Kutipan Dokumen
+++
Menjelajah Love Lane

First thing first, breakfast. Penang terkenal dengan kulinernya yang beragam dan konon jika kita ingin mencicipi setiap jenis makanan yang tersedia di Penang sehari satu jenis, mungkin kita butuh waktu setahun untuk mencoba semuanya. Hal ini tidak mengherankan mengingat Penang, terutama Georgetown adalah kota multietnis dimana pertemuan antar suku bangsa terjadi. Dari etnis Melayu, Tionghoa, Tamil, Thai dan etnis lainnya meninggalkan jejak yang masih kentara di kota yang indah ini.
+++
Data Ekstraksi

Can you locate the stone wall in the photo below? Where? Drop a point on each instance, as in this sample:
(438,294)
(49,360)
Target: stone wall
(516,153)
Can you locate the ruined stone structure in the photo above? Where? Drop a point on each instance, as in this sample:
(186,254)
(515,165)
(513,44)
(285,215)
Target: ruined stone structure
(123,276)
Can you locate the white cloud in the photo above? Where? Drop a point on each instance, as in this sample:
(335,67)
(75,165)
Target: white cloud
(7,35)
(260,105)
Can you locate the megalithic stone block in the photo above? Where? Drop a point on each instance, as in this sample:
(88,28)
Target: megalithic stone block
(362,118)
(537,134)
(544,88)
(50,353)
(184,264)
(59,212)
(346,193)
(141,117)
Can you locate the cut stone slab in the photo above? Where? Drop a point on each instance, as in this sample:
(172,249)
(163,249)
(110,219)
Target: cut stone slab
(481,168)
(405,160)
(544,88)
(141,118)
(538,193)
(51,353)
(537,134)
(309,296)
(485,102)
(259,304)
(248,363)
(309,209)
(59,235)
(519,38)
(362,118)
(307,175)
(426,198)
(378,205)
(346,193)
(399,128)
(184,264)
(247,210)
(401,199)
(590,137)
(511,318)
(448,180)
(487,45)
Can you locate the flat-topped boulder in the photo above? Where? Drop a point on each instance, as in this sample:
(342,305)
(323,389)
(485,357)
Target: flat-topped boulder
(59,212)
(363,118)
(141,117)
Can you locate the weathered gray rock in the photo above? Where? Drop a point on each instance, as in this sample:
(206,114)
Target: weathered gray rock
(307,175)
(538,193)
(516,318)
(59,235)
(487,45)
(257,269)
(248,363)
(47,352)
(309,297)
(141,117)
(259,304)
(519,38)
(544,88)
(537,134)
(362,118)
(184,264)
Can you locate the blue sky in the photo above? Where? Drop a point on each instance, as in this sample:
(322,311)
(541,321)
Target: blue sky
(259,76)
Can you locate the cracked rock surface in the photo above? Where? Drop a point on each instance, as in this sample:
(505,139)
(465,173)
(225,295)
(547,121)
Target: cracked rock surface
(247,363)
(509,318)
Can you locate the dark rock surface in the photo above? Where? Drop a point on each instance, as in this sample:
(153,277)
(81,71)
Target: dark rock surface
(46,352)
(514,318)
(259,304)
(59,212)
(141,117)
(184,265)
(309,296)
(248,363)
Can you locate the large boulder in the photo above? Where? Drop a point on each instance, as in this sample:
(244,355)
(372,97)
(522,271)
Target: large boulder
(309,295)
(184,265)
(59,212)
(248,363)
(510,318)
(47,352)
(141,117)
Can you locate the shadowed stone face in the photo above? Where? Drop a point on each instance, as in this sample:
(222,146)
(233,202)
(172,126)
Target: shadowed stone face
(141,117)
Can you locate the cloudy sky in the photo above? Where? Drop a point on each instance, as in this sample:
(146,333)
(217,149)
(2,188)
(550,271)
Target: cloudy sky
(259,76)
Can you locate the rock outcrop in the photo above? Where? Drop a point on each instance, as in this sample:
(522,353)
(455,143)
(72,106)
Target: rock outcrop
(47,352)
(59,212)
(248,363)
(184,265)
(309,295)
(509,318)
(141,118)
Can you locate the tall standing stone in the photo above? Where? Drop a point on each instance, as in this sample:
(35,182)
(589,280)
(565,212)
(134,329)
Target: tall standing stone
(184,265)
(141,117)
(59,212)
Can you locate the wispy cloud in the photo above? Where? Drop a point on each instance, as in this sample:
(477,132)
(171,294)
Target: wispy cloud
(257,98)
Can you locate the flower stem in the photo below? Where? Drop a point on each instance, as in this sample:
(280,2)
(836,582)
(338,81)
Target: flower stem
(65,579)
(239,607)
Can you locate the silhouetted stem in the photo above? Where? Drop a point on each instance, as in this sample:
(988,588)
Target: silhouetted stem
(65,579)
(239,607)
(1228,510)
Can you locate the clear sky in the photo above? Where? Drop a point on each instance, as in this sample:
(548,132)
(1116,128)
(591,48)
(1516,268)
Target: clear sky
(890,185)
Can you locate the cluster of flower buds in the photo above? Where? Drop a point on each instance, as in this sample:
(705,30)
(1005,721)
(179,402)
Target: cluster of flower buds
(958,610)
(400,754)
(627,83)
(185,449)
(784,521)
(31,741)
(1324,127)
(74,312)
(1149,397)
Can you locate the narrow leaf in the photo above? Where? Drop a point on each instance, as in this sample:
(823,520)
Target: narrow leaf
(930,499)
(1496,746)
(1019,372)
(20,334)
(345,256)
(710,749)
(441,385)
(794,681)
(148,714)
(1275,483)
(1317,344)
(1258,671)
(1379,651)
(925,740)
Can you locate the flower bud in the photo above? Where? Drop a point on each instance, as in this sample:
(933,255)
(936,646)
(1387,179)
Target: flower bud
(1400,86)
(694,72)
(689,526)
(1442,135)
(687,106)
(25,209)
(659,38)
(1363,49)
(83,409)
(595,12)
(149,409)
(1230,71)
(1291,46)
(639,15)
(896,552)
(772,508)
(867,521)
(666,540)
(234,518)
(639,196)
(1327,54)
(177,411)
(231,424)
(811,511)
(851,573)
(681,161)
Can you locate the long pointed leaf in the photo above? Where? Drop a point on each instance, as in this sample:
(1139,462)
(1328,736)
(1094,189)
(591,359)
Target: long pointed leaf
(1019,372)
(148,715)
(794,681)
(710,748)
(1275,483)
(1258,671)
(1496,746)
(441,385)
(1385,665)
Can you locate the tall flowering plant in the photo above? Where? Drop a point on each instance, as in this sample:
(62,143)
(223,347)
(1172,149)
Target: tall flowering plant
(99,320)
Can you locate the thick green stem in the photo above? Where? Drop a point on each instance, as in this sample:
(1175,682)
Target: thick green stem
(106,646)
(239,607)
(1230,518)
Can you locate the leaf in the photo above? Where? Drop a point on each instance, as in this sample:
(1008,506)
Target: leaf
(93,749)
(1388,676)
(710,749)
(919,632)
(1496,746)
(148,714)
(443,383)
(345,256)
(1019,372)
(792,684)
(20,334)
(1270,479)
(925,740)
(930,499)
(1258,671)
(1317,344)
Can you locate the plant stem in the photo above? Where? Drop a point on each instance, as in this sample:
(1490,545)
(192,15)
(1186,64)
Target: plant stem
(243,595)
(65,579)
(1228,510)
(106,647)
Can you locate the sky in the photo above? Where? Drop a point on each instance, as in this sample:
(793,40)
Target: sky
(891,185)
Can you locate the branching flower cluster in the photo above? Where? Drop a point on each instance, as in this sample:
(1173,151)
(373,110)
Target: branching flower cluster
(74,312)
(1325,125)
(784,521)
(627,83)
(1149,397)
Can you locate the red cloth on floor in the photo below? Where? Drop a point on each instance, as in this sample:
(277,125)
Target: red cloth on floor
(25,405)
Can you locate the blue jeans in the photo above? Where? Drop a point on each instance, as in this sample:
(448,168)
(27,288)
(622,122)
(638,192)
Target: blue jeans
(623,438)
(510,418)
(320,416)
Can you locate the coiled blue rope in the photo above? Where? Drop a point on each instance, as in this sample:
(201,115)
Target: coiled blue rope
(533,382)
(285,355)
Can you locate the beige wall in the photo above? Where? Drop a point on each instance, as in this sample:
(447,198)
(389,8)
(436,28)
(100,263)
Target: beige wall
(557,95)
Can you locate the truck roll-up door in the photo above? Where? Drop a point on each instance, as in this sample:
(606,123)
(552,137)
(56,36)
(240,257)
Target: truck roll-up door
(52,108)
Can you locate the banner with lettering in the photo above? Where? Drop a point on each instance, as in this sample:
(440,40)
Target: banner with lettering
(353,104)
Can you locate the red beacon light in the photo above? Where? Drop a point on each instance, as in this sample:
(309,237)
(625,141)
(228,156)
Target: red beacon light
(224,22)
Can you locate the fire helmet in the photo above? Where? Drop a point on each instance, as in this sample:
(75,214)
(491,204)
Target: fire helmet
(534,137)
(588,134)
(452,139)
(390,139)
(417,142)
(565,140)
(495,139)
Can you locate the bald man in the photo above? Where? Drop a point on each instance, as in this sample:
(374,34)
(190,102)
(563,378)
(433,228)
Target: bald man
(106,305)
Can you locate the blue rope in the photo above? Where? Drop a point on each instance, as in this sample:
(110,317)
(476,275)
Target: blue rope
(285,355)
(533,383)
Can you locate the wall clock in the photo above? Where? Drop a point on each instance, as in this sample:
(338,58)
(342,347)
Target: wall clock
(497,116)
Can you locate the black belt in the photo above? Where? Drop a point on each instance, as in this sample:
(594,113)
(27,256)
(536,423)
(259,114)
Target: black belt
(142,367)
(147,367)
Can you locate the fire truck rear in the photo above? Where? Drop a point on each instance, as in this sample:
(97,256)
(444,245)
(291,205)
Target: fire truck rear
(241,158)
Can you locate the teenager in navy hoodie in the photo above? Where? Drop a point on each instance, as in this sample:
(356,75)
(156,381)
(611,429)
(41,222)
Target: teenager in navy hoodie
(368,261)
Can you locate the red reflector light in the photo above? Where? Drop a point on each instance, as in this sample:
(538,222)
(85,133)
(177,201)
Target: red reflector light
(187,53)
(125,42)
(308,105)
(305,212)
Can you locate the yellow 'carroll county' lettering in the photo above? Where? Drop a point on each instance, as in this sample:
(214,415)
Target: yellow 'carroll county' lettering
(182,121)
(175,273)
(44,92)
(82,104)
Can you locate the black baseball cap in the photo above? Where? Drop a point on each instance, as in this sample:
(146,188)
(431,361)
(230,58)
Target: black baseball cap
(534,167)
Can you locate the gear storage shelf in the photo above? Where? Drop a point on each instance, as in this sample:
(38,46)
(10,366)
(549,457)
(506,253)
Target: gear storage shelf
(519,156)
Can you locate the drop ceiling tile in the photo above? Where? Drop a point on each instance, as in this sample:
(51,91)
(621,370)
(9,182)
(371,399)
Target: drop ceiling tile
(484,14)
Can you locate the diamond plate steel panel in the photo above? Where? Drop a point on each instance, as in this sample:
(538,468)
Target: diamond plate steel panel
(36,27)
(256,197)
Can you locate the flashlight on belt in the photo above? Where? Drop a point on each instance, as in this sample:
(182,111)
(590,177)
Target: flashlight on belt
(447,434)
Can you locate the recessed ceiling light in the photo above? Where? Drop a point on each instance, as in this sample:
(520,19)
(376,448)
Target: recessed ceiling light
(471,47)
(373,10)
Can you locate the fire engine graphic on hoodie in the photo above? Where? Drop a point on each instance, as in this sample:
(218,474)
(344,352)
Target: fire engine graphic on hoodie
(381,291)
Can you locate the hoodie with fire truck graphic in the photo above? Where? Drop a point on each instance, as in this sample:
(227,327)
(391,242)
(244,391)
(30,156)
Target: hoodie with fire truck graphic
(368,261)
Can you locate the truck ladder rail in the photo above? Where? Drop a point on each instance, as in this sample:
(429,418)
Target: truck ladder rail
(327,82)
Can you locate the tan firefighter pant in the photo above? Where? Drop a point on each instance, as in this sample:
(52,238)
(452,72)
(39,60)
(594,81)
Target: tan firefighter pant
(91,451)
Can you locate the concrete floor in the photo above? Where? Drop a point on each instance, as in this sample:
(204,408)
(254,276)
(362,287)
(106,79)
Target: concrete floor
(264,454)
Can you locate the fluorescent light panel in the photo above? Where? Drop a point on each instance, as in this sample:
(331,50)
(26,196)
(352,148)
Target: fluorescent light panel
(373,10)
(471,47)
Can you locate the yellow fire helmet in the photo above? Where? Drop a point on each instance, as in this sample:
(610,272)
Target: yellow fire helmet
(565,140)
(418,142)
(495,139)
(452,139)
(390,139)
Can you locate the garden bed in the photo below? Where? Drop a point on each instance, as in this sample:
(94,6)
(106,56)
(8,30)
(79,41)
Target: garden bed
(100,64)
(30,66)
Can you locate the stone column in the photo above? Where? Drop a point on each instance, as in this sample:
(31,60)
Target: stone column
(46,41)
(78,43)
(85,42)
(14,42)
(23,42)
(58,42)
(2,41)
+++
Instruksi 1
Tuliskan ulang kata demi kata bagian kutipan dokumen tentang Love Lane, mulai dari "Menjelajah Love Lane" dan berlanjut sampai "yang indah ini.".
Instruksi 2
Kutip persis baris-baris dalam catatan, mulai dari baris yang memuat "Can you locate the garden" dan berlanjut sampai akhir catatan.
Kutipan dokumen dan catatan di atas tidak saling berkaitan.

Hasil Tugas 1
Menjelajah Love Lane

First thing first, breakfast. Penang terkenal dengan kulinernya yang beragam dan konon jika kita ingin mencicipi setiap jenis makanan yang tersedia di Penang sehari satu jenis, mungkin kita butuh waktu setahun untuk mencoba semuanya. Hal ini tidak mengherankan mengingat Penang, terutama Georgetown adalah kota multietnis dimana pertemuan antar suku bangsa terjadi. Dari etnis Melayu, Tionghoa, Tamil, Thai dan etnis lainnya meninggalkan jejak yang masih kentara di kota yang indah ini.

Hasil Tugas 2
Can you locate the garden bed in the photo below? Where? Drop a point on each instance, as in this sample:
(94,6)
(106,56)
(8,30)
(79,41)
Target: garden bed
(100,64)
(30,66)
Can you locate the stone column in the photo above? Where? Drop a point on each instance, as in this sample:
(31,60)
Target: stone column
(46,41)
(78,43)
(85,42)
(14,42)
(23,42)
(58,42)
(2,41)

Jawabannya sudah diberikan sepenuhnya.